→ **TEXT FOR ANALYSIS**:
--------------------
Seton (and Seton Coastside) are on the edge. I didn’t know how close until the meeting today. I didn’t see anyone else from Coastside there, so I think the alarm must be sounded. David Canepa is definitely a hero here. He has worked non stop to try to improve the situation. Dr. Robert Perez, Chief of the Medical Staff, is the other hero. (He is the brother of Tom Perez, head of the Democratic party.)
~ Judy Macias, Village of the Coastside (VOTC)
I attended the Town Hall sponsored by Supervisor David Canepa today at the Daly City Chambers. The room held more than 100 people. Physicians, nurses, County health officials, community leaders and residents came together to join unanimously with Supervisor Canepa (born at Seton, former Daly City Council Member) to support keeping Seton open. Seton is the largest employer in Daly City and is invaluable to the diverse population it has served so well since 1965.
Dr. Robert Perez, Chief of the Medical Staff, said that North San Mateo County would be a “medical desert for health care without Seton.” The hospital serves approximately 300,000 people in the region, many on Medicare and Medi-Cal. One nurse broke down in tears as he anguished over the lack of services or availability for the patients in their special units.
--------------------
[Saved entries]
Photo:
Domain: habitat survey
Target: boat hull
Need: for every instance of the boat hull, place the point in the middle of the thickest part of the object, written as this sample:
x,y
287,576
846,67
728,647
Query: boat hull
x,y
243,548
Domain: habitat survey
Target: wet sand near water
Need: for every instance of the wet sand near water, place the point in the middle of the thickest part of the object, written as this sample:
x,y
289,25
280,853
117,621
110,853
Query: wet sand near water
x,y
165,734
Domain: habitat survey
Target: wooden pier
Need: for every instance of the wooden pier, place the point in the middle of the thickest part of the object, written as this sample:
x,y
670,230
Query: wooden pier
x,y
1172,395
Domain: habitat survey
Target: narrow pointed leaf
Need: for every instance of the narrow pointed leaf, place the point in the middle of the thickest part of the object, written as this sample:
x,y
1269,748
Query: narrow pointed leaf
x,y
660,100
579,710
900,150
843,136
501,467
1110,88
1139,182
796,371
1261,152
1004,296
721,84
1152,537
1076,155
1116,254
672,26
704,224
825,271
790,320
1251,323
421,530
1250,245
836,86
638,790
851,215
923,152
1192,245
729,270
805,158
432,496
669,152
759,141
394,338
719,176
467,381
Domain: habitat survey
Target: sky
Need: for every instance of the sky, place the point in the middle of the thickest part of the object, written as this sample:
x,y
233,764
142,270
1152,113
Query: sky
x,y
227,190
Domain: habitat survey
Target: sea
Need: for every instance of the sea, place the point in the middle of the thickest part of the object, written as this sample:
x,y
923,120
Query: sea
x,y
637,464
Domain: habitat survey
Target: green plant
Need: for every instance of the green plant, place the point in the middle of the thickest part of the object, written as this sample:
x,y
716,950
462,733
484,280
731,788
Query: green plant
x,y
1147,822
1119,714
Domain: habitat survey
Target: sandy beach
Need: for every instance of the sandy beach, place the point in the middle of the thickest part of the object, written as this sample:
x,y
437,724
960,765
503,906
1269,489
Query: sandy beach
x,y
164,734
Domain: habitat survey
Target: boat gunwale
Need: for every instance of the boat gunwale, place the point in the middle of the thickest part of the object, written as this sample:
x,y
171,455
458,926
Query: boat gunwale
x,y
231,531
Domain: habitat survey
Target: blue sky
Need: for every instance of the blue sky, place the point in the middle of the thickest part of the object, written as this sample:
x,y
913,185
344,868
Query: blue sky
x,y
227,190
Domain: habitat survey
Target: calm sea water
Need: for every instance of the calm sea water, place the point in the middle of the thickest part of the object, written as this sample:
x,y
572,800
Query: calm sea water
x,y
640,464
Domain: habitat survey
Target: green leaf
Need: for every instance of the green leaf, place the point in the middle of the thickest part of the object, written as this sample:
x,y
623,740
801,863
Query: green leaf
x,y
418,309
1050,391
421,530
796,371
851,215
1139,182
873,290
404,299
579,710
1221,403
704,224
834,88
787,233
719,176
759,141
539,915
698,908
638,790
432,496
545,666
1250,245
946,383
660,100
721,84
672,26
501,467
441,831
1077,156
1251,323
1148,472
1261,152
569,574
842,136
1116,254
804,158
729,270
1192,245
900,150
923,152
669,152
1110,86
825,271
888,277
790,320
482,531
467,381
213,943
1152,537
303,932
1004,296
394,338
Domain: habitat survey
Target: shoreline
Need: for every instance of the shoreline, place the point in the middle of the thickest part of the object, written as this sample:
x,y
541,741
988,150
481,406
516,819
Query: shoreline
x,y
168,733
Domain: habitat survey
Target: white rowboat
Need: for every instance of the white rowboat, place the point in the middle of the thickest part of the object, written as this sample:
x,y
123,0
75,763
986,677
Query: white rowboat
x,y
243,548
--------------------
→ **TASK INSTRUCTIONS**:
(1) Do these statements agree with the text about Seton? Answer yes or no for each, quoting the deciding words: (a) The Town Hall was held at the Daly City Chambers. (b) Seton has served its population since 1975. (c) The hospital serves approximately 300,000 people in the region.
(2) Which groups of people, according to the text about Seton, came together at the Town Hall to join Supervisor Canepa? List them all.
(3) Could you carry the text about Seton forward from its last sentence?

→ **RESULTS OF THE EXERCISE**:
(1)
(a) Yes: "I attended the Town Hall sponsored by Supervisor David Canepa today at the Daly City Chambers."
(b) No: "since 1965."
(c) Yes: "The hospital serves approximately 300,000 people in the region."

(2) Physicians, nurses, County health officials, community leaders and residents.

(3)
Verity Health Systems, owned by Dr Patrick Soon-Shiong (owner of the Lakers and the L.A. Times) purchased Seton in 2016 and declared bankruptcy in 2019 when they agreed to a sale to TMG. Negotiations on the sale fell through at the end of 2019 and the future of the deal is in limbo.
Three hospitals are impacted by the bankruptcy: Seton Medical Center, Daly City, Seton Medical Center Coastside, Moss Beach, and St. Francis, Lynwood in So. California. St. Vincent Hospital in L.A. is no longer included in the negotiations; Verity closed the hospital abruptly with only two days’ notice at the beginning of this year.
Supervisor Canepa, and Louise F. Rogers, Chief of Health Services for San Mateo County expressed deep concern about the ability of other hospitals in San Mateo County to absorb Seton’s patient population if it closed. The County has a deficit of $51 million dollars for health services in the coming fiscal year due to insufficient reimbursement from the State and is planning staff reductions and exploring new sources of revenue. The County has already given $40 million ($25 million for patient care and $15 for seismic retrofit) to keep Seton in operation but now funds are unable to keep up with the losses.
Dr. Robert Perez held out some hope for several options including negotiations with a physician-owned hospital corporation in Southern California and a plea to the bankruptcy judge to consider the vital importance of Seton in the North County Community.